#### [Assigned task]
No images, please. Copy each entry below exactly as it reads.

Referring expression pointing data

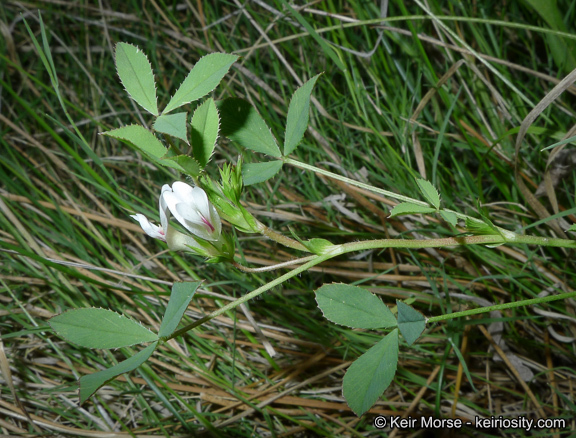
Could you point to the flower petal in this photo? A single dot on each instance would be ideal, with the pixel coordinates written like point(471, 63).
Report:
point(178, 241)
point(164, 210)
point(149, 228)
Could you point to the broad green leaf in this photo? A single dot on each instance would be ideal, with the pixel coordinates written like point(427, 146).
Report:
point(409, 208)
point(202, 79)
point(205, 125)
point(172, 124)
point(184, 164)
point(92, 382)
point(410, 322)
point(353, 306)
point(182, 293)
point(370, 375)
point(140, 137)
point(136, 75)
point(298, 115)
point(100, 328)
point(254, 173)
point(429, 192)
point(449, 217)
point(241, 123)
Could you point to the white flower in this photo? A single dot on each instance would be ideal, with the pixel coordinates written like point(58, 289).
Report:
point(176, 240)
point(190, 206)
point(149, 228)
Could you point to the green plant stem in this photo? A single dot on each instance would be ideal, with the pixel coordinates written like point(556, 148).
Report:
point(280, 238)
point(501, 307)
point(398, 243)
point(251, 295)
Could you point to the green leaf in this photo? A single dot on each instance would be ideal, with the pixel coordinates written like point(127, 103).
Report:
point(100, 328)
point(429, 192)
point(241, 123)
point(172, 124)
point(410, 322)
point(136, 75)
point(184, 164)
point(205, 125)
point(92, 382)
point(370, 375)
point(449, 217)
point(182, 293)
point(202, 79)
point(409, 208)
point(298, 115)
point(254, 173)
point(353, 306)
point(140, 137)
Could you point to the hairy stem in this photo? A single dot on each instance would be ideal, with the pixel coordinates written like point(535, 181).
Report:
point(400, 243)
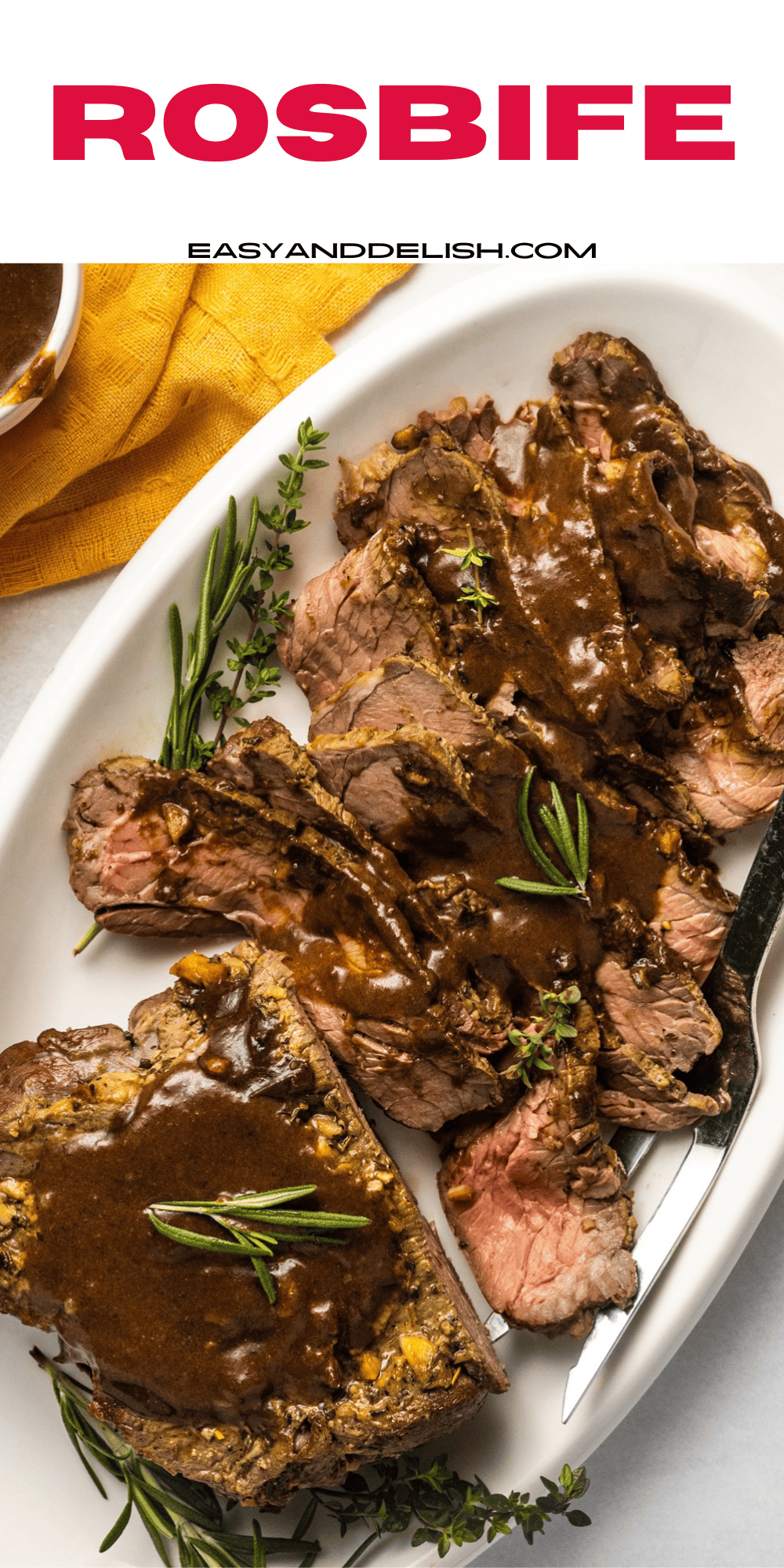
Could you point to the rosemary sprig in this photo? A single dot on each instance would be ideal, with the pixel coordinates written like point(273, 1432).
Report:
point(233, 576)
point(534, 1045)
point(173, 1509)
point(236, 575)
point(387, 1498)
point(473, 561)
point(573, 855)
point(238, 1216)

#### [The completed task]
Could you point to the flower petal in this photo? A single dot on each instance would be ideal, with the pixel coordinates written like point(471, 63).
Report:
point(178, 241)
point(164, 210)
point(149, 228)
Could you point to the broad green leaf in this photo? A single dot on each instance would be ideal, with the pixel coordinates written like point(427, 146).
Report:
point(409, 208)
point(202, 79)
point(205, 125)
point(172, 124)
point(184, 164)
point(92, 382)
point(410, 322)
point(353, 306)
point(182, 293)
point(370, 375)
point(140, 137)
point(136, 75)
point(298, 115)
point(100, 328)
point(254, 173)
point(429, 192)
point(449, 217)
point(241, 123)
Could you point to the white flower in this photo? A single dot on each instance would be ideal, with the pixel coordinates written like point(58, 289).
Report:
point(176, 240)
point(190, 206)
point(149, 228)
Could you point to the green plant stem in this photo? A single dot on each instance would be ideal, with the pixel coordinates written like point(556, 148).
Report:
point(280, 238)
point(501, 307)
point(398, 243)
point(251, 295)
Could you point to the green leaf in this photo? A single dot on each instance would be ideal, with the pixel coordinates written like point(127, 103).
Report:
point(100, 328)
point(429, 192)
point(241, 123)
point(172, 124)
point(410, 322)
point(136, 75)
point(184, 164)
point(205, 125)
point(92, 382)
point(370, 375)
point(449, 217)
point(182, 293)
point(202, 79)
point(409, 208)
point(298, 115)
point(254, 173)
point(353, 306)
point(140, 137)
Could you point to the hairy stem in this photo? A single dot on each instance would be ideal, with the pixel coordinates written like point(535, 181).
Report:
point(400, 243)
Could you point to the rosemary sprig in this photo? A single dot on each instance would be ideal, with the pixel coordinates written like point(273, 1432).
Report:
point(233, 576)
point(534, 1045)
point(173, 1509)
point(236, 575)
point(387, 1498)
point(473, 561)
point(573, 855)
point(238, 1216)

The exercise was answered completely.